▶ _Selected passage_
..............................
Science Fiction Magazines Battle a Flood of Chatbot-Generated Stories


While the deluge has become a nuisance, the stories are easy to spot. The writing is “bad in spectacular ways,” one editor said.

It could be a tale from science fiction itself: a machine that uses artificial intelligence to try to supplant authors working in the genre, turning out story after story without ever hitting writer’s block. And now, it seems, it’s happening in real life.

The editors of three science fiction magazines — Clarkesworld, The Magazine of Fantasy & Science Fiction, and Asimov’s Science Fiction — said this week that they had been flooded by submissions of works of fiction generated by A.I. chatbots.

“I knew it was coming on down the pike, just not at the rate it hit us,” said Sheree Renée Thomas, the editor of The Magazine of Fantasy & Science Fiction, which was founded in 1949.
..............................
▶ _Data provided_

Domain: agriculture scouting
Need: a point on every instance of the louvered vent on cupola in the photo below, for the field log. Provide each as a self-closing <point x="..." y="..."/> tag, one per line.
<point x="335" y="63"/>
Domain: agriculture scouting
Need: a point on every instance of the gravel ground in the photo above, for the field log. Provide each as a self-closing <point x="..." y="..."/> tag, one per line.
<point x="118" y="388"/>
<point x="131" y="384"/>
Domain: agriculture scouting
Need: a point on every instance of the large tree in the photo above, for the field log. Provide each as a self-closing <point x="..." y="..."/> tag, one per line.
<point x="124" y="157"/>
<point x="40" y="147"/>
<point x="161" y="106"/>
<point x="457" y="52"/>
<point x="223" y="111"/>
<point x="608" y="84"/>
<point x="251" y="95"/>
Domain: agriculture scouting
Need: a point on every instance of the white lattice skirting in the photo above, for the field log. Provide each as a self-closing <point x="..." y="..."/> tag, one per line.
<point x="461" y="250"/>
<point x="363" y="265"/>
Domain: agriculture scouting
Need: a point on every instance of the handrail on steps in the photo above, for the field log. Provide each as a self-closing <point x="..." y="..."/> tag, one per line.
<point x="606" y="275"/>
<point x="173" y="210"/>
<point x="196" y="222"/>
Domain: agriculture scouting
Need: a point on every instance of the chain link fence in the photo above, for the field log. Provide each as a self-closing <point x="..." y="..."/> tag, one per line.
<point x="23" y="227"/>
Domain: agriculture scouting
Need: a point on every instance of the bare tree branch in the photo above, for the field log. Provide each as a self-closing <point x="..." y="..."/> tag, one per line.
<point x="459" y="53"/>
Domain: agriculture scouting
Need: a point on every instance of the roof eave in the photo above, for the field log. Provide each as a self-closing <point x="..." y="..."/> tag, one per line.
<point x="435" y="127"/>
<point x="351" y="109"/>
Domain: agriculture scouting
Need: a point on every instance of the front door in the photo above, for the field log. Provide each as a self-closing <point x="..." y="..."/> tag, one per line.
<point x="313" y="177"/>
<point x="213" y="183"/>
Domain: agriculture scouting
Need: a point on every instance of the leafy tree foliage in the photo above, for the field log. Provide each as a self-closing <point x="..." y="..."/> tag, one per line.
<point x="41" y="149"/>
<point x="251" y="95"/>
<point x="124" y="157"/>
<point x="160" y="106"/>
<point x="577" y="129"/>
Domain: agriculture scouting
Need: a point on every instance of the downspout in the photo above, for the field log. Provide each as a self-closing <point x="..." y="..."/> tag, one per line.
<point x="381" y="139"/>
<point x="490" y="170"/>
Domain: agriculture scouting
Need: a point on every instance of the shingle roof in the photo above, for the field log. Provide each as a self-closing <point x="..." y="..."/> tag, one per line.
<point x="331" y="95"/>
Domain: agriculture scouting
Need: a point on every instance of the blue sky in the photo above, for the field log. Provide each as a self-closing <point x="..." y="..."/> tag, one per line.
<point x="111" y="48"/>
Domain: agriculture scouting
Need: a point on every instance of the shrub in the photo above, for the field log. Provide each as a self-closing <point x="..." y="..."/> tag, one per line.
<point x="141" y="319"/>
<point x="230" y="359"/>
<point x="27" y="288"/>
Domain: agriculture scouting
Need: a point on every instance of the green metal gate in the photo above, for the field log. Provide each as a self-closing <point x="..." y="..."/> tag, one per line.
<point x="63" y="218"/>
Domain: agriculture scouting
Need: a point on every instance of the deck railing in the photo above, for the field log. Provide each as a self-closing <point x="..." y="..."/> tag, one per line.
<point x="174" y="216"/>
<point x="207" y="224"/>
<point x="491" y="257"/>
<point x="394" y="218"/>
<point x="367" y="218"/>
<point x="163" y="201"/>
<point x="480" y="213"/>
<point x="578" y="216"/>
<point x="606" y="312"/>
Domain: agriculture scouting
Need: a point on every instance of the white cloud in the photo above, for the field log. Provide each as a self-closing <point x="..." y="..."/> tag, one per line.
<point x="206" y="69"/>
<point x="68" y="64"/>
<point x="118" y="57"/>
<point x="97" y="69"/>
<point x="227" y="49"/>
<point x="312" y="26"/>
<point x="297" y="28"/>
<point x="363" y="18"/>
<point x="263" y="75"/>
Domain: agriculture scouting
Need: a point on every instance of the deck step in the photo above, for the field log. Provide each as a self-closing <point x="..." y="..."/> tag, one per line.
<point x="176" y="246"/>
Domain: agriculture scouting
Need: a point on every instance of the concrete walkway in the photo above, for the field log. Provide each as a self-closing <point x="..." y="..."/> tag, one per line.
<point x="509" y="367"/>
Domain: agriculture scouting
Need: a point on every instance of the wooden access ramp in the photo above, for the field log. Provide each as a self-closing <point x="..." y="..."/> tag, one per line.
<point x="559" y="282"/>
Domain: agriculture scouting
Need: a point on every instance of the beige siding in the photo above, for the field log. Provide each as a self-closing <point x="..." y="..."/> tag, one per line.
..............................
▶ _Task to complete_
How would the article about science fiction magazines flooded with chatbot-generated stories continue after its final paragraph? Write the next few paragraphs.

▶ _Answer for this exercise_
In an interview on Wednesday, Mr. Clarke said that Clarkesworld, which published its first issue in 2006 and pays 12 cents a word, typically receives about 1,100 submissions a month.

But in just a few weeks this month, the magazine fielded 700 legitimate submissions and 500 machine-written submissions, he said. He said he had been able to spot the chatbot-generated stories by examining certain “traits” in the documents, the writing and the submission process.

Mr. Clarke declined to be more specific, saying he did not want to give those submitting the stories any advantages. The writing is also “bad in spectacular ways,” Mr. Clarke said. “They’re just prompting, dumping, pasting and submitting to a magazine.”